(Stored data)

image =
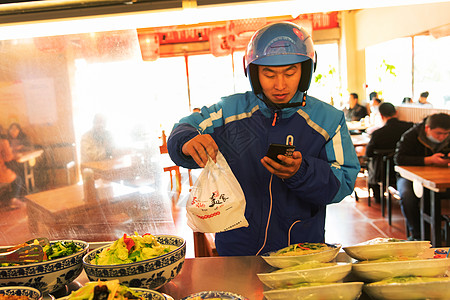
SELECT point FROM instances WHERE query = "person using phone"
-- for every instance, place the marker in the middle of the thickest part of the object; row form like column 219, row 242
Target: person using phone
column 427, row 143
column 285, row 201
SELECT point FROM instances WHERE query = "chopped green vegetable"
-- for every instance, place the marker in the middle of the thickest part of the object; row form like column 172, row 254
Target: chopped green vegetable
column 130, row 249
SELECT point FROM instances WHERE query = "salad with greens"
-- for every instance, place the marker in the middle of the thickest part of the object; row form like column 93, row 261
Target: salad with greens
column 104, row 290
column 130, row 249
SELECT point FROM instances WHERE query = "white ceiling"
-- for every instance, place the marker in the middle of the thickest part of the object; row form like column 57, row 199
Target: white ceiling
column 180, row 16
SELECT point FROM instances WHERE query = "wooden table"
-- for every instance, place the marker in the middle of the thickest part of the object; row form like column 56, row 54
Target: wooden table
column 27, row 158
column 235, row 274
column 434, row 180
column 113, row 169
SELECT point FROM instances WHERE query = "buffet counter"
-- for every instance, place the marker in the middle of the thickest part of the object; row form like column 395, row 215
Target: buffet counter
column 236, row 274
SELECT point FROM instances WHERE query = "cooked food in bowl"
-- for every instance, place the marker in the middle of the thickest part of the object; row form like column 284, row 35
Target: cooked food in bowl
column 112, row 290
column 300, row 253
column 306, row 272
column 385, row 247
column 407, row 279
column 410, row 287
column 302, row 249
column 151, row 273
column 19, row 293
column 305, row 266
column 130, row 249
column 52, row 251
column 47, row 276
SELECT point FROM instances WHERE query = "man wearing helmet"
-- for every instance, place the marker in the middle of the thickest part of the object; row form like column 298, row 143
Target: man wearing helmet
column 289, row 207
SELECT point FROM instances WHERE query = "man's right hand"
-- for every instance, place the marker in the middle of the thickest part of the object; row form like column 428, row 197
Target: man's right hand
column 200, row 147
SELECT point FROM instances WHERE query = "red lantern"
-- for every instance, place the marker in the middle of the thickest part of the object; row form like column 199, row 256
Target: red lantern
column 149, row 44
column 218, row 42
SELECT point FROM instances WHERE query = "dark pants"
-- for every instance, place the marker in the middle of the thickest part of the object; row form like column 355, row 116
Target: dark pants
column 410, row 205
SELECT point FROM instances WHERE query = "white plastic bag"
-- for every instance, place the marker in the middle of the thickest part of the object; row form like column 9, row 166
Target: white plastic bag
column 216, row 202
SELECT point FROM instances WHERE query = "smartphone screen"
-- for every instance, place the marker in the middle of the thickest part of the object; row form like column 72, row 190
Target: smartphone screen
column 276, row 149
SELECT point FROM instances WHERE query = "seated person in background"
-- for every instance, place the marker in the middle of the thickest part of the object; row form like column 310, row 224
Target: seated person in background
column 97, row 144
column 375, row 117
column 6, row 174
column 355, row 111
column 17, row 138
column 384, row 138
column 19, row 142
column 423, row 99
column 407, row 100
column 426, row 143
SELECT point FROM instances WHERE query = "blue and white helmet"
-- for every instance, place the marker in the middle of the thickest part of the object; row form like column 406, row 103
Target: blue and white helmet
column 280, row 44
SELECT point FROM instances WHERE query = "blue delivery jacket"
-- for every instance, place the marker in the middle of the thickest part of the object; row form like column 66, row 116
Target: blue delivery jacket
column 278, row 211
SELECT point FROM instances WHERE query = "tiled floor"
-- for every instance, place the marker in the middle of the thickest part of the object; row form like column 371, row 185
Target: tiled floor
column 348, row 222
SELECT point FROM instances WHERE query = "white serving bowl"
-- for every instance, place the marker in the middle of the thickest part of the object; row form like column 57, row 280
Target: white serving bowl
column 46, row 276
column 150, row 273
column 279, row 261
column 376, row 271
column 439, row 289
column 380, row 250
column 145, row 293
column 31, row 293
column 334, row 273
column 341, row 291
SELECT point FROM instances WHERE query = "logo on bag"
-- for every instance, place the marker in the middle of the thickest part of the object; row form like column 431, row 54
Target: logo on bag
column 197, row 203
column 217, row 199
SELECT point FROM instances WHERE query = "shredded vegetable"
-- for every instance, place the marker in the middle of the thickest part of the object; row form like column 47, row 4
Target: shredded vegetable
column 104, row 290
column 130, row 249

---

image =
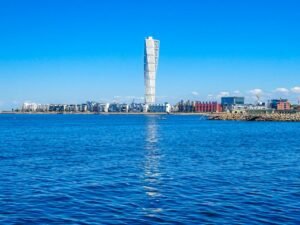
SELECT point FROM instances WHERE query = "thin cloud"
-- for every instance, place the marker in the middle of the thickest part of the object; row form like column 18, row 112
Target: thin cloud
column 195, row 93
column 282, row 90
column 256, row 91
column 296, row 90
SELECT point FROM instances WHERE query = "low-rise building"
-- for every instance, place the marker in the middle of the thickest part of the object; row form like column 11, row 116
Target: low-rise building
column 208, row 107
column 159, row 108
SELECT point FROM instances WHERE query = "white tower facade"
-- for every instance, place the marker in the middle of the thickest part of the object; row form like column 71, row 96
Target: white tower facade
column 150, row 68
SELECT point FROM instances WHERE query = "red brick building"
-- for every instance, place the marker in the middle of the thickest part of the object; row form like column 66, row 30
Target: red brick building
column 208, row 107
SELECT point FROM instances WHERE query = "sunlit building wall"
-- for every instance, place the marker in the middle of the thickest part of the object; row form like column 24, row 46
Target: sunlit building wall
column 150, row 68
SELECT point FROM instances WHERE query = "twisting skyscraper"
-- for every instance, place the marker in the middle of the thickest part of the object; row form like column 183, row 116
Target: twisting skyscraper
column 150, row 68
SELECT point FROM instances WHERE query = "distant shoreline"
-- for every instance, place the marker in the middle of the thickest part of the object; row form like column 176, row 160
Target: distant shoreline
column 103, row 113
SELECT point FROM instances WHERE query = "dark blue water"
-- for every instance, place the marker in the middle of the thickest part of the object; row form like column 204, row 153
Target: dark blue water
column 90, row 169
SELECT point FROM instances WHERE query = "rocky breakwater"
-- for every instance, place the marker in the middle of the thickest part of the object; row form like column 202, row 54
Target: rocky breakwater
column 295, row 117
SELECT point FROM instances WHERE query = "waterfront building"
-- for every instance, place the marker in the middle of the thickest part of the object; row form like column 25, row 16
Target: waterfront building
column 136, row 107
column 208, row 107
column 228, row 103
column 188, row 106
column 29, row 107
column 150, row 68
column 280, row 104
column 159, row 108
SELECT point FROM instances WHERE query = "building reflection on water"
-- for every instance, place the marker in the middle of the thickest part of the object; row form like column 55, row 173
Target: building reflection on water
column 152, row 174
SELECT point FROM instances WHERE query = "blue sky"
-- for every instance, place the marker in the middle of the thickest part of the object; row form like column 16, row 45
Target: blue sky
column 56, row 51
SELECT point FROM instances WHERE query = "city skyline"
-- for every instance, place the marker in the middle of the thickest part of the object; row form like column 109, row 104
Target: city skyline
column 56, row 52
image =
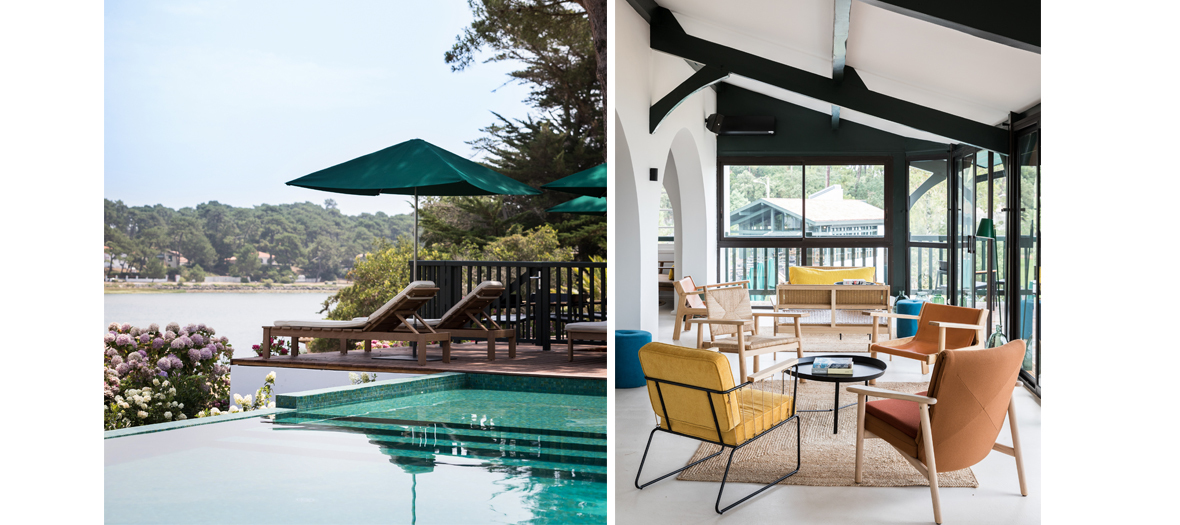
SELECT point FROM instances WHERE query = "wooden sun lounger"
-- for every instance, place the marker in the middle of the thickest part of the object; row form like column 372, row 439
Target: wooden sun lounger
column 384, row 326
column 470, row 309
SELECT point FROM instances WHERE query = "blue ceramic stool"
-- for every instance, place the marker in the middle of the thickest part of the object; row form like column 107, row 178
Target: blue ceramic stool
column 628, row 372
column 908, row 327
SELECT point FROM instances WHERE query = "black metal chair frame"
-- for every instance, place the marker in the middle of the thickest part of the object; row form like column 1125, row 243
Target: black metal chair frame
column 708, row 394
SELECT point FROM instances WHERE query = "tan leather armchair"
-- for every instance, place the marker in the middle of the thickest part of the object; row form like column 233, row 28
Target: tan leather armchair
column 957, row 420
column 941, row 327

...

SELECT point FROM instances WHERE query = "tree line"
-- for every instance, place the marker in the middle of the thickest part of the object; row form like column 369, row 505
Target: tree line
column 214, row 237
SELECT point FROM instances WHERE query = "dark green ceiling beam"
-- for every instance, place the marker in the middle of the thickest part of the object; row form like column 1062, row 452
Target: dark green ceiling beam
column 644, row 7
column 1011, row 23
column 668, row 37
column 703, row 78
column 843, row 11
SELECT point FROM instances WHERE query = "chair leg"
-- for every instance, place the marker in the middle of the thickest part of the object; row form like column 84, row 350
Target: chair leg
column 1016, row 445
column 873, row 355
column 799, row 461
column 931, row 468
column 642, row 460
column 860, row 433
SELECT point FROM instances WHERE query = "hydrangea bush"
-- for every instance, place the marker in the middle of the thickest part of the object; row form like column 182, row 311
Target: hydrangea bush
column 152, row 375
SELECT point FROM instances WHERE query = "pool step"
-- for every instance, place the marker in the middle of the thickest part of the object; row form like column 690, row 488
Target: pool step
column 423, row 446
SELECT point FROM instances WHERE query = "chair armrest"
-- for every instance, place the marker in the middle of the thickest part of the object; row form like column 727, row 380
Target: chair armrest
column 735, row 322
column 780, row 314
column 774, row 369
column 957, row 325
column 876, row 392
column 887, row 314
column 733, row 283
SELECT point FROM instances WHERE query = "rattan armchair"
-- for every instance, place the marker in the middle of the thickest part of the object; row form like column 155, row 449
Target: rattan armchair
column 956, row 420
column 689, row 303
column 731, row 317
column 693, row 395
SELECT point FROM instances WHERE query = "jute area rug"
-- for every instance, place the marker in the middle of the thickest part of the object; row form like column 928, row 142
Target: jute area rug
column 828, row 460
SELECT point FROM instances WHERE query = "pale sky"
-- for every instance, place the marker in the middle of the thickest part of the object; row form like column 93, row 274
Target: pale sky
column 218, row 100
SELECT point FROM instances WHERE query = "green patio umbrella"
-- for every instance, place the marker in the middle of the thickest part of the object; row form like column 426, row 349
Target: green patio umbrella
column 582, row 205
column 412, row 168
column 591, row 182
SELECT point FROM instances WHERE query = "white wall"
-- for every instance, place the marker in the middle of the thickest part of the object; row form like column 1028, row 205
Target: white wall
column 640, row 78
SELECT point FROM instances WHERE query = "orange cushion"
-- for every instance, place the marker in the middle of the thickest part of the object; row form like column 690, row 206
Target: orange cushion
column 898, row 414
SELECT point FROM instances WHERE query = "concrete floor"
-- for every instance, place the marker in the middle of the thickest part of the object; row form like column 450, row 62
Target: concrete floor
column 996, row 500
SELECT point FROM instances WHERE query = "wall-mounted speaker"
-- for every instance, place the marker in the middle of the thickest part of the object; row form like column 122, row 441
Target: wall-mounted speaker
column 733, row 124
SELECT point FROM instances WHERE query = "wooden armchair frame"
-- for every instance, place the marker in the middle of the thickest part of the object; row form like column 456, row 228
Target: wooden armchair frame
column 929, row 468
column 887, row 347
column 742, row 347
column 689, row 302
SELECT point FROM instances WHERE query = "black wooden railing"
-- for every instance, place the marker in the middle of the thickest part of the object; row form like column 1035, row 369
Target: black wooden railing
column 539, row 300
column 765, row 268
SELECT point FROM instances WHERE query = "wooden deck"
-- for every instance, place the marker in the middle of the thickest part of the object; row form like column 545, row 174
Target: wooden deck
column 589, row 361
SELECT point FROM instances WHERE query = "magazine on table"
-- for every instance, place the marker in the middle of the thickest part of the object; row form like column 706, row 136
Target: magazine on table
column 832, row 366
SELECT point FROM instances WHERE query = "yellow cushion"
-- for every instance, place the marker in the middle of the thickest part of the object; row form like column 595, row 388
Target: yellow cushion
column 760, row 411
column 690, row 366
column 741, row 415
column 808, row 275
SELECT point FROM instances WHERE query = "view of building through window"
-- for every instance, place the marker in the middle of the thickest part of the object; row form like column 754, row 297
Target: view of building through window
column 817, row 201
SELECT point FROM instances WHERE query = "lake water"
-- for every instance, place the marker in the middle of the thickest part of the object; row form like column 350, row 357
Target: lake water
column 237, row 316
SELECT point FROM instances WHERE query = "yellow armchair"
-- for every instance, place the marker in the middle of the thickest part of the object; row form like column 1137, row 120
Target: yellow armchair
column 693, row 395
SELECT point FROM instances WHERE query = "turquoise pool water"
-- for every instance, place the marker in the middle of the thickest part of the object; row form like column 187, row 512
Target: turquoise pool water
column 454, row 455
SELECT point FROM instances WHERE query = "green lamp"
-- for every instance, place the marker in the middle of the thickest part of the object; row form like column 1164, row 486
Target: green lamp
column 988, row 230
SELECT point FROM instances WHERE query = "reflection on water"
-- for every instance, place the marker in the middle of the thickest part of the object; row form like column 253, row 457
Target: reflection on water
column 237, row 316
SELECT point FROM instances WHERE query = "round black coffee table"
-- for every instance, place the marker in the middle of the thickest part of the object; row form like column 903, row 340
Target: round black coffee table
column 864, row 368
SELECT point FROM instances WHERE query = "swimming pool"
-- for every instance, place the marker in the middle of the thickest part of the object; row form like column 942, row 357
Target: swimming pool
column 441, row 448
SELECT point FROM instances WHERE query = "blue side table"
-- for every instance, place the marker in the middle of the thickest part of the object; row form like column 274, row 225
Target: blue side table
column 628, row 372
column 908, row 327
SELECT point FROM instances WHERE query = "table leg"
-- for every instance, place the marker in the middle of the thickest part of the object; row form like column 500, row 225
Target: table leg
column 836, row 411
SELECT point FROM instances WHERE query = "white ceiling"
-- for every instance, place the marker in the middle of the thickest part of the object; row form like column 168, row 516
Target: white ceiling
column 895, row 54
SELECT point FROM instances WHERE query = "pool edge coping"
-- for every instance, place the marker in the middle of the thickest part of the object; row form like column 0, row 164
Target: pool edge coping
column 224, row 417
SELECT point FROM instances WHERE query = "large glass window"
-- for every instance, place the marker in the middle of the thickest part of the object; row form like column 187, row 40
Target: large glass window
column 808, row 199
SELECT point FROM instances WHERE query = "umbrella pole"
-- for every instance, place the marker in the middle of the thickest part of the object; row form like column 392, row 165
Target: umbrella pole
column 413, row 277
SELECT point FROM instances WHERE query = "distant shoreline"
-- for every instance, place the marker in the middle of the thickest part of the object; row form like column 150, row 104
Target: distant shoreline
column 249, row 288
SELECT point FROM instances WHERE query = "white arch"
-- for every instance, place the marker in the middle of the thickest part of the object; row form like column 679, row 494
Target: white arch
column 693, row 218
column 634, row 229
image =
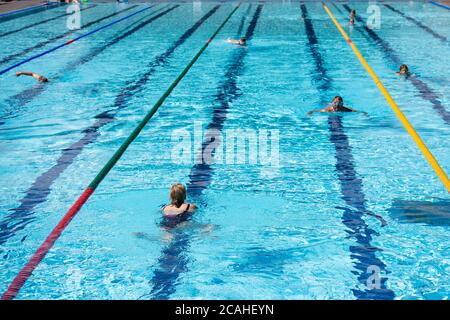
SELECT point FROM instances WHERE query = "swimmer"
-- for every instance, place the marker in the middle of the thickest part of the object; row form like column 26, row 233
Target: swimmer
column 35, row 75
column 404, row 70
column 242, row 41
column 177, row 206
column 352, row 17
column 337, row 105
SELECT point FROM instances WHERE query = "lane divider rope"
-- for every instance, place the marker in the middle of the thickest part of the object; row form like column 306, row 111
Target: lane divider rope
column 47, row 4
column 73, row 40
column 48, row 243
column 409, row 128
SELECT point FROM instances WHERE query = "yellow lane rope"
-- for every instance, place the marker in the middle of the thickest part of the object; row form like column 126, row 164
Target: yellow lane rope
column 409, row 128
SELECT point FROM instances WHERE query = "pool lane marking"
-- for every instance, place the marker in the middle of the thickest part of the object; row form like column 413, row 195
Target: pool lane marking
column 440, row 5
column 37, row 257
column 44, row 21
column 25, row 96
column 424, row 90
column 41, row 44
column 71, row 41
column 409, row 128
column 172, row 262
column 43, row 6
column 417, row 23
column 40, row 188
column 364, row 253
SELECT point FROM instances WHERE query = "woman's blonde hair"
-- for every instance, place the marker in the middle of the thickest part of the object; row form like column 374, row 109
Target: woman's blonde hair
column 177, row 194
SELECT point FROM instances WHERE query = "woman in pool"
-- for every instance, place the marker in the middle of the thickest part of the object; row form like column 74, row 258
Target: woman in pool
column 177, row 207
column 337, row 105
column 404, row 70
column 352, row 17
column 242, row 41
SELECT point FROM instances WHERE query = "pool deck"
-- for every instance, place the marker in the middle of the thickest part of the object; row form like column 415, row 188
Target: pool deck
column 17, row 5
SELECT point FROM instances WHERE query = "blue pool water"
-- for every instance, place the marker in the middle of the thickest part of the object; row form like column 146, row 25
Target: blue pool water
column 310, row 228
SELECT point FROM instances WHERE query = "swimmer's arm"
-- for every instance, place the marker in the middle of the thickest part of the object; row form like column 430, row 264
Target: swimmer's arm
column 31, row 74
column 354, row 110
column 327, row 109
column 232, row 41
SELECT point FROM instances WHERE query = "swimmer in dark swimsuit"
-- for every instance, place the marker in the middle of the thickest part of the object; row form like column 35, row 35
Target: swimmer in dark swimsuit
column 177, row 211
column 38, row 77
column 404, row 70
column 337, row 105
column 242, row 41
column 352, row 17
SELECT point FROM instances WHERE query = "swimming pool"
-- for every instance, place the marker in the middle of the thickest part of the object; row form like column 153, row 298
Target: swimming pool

What this task involves:
Reproduce only the lines above, starting at the line with "903, row 340" and ending at the line with "942, row 357", exactly as written.

Written answer:
-- for every instance, place the marker in the middle of the thickest part of the object; row form like column 903, row 340
Target: round black coffee table
column 864, row 368
SELECT point FROM instances WHERE query = "swimming pool"
-- for every instance, place the marker in the middle of the thickest part of the object; row form like column 942, row 357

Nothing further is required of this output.